*Instructions for the task:* Give back, word for word, the lines in the listing below from the one holding "negative clicks: (74, 319) (54, 302)" down to the one holding "positive clicks: (182, 190)", both ends included.

*Task input:*
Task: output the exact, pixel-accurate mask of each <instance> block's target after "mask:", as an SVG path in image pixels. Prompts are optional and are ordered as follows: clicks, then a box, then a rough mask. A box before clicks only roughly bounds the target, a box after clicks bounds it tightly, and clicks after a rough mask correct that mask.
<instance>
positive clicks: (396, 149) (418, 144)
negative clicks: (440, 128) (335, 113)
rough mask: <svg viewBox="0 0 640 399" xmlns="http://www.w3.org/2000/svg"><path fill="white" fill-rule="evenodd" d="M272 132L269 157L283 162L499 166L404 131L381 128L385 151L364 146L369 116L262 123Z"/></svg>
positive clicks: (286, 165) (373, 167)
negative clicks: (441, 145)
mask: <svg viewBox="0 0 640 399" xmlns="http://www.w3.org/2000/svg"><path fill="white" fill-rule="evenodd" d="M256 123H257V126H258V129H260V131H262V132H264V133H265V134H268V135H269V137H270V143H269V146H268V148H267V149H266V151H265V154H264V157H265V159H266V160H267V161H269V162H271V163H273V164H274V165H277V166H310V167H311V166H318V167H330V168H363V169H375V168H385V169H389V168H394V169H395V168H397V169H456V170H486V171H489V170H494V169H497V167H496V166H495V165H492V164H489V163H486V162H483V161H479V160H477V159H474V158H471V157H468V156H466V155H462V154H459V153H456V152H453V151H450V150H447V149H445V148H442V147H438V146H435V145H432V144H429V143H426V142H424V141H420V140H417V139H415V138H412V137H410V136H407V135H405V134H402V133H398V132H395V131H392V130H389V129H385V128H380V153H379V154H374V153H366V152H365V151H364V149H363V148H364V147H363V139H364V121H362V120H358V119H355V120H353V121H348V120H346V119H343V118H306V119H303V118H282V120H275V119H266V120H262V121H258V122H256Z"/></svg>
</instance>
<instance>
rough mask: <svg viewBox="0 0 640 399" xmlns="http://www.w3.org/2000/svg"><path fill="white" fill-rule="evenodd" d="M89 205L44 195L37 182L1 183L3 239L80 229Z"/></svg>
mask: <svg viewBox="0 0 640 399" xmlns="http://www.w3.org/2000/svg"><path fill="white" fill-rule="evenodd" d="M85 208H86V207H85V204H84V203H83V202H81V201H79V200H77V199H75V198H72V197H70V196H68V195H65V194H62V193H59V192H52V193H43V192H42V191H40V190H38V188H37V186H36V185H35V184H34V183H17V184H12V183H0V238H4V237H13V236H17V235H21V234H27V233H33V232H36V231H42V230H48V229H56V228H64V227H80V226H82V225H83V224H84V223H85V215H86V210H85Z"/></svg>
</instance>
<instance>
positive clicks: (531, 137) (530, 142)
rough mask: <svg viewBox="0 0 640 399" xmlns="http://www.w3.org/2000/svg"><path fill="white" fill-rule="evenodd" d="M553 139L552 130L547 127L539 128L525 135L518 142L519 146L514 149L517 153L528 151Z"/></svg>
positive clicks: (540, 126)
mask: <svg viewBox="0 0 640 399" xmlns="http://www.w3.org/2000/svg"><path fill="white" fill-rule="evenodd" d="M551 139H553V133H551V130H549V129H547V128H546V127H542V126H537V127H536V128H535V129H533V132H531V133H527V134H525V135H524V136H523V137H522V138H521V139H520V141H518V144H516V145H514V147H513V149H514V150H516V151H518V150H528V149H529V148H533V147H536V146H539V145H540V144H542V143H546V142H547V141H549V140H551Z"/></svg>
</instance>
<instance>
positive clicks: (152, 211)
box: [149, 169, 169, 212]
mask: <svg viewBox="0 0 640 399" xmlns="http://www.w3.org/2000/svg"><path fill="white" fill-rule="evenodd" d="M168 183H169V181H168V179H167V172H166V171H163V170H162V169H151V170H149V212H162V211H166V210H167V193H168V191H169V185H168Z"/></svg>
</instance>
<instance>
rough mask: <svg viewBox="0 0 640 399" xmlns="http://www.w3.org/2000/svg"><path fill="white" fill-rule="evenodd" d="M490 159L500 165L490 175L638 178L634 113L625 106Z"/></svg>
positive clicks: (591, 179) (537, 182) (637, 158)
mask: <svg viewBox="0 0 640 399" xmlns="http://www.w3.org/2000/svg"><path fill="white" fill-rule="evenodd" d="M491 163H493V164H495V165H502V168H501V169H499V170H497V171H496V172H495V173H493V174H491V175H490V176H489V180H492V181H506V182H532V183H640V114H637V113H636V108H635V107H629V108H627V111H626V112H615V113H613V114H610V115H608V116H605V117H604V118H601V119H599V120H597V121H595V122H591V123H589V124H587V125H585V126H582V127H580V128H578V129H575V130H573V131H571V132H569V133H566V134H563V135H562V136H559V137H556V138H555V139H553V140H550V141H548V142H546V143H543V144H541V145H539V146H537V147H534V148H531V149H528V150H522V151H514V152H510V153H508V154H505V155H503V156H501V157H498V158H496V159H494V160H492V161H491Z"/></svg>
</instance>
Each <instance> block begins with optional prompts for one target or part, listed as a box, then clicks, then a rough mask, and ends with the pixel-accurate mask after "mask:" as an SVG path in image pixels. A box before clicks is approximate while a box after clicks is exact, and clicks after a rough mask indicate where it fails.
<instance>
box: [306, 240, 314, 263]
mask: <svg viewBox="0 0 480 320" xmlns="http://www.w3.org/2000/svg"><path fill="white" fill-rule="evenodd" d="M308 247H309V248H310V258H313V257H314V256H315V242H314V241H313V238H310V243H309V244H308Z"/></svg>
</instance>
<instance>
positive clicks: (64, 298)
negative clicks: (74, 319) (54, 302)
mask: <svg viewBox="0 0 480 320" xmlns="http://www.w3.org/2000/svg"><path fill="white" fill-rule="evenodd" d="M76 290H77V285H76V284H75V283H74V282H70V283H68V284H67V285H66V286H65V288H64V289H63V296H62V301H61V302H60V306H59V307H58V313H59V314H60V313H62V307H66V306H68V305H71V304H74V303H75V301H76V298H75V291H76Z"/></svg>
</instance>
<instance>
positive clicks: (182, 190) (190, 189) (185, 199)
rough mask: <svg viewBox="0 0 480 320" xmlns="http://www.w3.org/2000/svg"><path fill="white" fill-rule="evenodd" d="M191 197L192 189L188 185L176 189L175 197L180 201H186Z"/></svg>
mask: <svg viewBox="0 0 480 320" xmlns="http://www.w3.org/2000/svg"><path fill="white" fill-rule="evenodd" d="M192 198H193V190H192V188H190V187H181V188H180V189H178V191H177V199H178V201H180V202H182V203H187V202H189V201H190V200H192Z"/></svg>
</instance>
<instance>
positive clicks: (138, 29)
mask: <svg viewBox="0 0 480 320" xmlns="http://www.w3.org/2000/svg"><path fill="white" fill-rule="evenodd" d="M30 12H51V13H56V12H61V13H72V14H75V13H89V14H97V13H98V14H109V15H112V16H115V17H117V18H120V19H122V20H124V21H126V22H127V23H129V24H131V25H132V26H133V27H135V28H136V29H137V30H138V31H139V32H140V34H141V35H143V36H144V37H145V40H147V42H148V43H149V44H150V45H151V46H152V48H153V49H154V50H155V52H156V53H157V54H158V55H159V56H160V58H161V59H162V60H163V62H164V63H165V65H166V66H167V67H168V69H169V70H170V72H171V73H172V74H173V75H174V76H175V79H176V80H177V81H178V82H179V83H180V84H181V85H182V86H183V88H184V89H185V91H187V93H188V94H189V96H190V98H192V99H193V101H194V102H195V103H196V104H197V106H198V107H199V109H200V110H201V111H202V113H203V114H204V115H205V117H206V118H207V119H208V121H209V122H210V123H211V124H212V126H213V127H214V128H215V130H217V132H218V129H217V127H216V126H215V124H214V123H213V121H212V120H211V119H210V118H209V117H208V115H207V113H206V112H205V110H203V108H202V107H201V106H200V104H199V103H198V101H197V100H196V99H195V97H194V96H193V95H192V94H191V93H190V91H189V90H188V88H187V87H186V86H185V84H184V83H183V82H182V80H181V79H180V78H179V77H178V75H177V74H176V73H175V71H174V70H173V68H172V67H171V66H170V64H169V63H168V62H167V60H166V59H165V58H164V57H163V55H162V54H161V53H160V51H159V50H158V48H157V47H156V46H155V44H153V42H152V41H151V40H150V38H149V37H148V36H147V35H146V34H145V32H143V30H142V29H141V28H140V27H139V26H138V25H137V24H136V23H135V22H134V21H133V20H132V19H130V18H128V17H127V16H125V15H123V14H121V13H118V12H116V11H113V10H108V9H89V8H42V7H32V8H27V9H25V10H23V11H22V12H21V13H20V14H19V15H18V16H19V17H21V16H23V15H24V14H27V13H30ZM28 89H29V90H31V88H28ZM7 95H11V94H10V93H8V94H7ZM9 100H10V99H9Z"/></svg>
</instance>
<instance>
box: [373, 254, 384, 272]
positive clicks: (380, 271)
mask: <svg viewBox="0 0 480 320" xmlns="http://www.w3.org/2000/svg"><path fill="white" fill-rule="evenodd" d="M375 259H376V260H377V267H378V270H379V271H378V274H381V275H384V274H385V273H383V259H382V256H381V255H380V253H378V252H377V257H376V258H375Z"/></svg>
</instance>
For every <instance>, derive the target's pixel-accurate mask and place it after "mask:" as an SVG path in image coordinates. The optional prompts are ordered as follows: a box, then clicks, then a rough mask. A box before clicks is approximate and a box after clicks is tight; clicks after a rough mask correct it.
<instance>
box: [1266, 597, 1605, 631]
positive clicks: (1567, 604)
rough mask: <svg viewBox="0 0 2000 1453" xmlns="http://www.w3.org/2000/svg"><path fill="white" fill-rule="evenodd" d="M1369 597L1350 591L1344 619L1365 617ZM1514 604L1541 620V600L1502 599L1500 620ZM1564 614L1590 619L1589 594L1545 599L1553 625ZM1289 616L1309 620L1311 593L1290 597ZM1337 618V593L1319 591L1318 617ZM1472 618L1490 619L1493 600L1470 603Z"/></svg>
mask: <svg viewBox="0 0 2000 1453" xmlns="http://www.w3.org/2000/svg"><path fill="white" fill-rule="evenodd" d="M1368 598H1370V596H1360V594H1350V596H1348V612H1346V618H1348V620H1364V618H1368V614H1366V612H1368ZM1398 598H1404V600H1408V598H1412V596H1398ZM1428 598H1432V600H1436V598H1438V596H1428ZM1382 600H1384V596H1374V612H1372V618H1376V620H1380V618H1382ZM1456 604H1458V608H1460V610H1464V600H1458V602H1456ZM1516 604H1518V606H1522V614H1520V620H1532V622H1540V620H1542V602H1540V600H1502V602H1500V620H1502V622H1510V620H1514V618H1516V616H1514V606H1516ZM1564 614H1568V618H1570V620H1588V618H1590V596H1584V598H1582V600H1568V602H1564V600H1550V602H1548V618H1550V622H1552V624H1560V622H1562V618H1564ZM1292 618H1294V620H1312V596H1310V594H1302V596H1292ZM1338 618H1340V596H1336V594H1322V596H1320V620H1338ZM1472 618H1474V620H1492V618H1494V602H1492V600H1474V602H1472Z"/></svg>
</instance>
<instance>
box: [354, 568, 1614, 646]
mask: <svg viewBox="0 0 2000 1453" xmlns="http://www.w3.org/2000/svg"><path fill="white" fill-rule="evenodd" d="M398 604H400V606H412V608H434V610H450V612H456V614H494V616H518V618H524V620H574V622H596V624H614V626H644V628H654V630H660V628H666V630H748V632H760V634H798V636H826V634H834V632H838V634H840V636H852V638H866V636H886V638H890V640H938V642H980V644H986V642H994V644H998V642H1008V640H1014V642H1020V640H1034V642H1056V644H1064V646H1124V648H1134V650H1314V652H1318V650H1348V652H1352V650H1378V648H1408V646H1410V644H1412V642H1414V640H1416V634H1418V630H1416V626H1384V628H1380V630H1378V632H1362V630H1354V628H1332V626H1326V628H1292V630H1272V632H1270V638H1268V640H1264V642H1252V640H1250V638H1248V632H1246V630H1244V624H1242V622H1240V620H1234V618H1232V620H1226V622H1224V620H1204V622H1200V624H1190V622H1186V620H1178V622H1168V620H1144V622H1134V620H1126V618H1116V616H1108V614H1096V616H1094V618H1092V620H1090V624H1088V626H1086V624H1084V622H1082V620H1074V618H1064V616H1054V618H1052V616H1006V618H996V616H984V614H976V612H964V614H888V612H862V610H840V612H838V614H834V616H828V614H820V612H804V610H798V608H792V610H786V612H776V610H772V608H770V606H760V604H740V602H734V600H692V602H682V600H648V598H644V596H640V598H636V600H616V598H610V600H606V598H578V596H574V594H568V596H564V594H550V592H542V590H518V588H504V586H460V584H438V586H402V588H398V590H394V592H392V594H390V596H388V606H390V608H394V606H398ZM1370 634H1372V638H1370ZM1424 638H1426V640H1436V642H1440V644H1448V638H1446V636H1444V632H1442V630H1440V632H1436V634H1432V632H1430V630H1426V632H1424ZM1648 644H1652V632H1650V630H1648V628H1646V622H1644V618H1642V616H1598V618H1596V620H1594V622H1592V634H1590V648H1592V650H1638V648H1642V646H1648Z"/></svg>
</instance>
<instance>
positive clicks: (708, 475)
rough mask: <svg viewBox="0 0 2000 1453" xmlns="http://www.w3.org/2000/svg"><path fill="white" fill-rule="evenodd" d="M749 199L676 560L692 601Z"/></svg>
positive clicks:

*Output for this exercise:*
negative clicks: (74, 319) (54, 302)
mask: <svg viewBox="0 0 480 320" xmlns="http://www.w3.org/2000/svg"><path fill="white" fill-rule="evenodd" d="M76 290H77V285H76V284H75V283H74V282H70V283H68V284H67V285H66V286H65V288H64V289H63V296H62V301H61V302H60V306H59V307H58V313H59V314H60V313H62V307H66V306H68V305H71V304H74V303H75V301H76V298H75V291H76Z"/></svg>
</instance>
<instance>
positive clicks: (182, 190) (190, 189) (185, 199)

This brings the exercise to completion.